---------- Task data

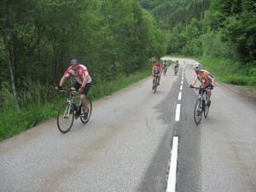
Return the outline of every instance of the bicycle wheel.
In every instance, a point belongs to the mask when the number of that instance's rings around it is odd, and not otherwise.
[[[83,124],[86,124],[90,118],[90,115],[91,115],[91,111],[92,111],[92,103],[91,103],[91,100],[90,97],[87,97],[87,108],[89,109],[88,113],[86,114],[81,114],[80,115],[80,119],[82,121]]]
[[[157,78],[154,78],[153,80],[153,93],[154,94],[156,92],[156,88],[157,88]]]
[[[204,116],[205,116],[205,118],[207,117],[208,113],[209,113],[209,109],[210,109],[210,107],[207,106],[207,104],[205,102],[205,104],[204,104]]]
[[[70,131],[73,123],[73,106],[69,102],[65,102],[61,106],[57,115],[57,125],[61,133],[67,133]]]
[[[202,116],[202,108],[201,108],[201,99],[199,98],[195,106],[194,109],[194,120],[196,125],[200,124]]]

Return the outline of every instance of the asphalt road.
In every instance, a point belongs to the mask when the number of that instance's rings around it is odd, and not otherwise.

--------------------

» **What to produce**
Reproduce all of the data above word for word, leaving out the pictures.

» **The result**
Return the outline of every instance of the bicycle wheel.
In every instance, a point belongs to the mask when the number of that instance's rings around it is odd, and not otherwise.
[[[83,124],[86,124],[90,118],[90,115],[91,115],[91,111],[92,111],[92,103],[91,103],[91,100],[90,97],[87,97],[87,108],[89,109],[88,113],[86,114],[81,114],[80,115],[80,119],[82,121]]]
[[[157,78],[154,78],[153,80],[153,93],[154,94],[156,92],[156,88],[157,88]]]
[[[204,116],[205,116],[205,118],[207,117],[208,113],[209,113],[209,109],[210,109],[210,107],[207,106],[207,104],[205,102],[205,104],[204,104]]]
[[[70,131],[73,123],[73,106],[69,102],[65,102],[61,106],[57,115],[57,125],[61,133],[67,133]]]
[[[202,116],[202,108],[201,108],[201,99],[199,98],[195,106],[194,109],[194,120],[196,125],[200,124]]]

Return the outline of every instance of the asphalt road.
In every instance, a point belongs to the mask when the number of that instance's rings around it is odd, and not otherwise.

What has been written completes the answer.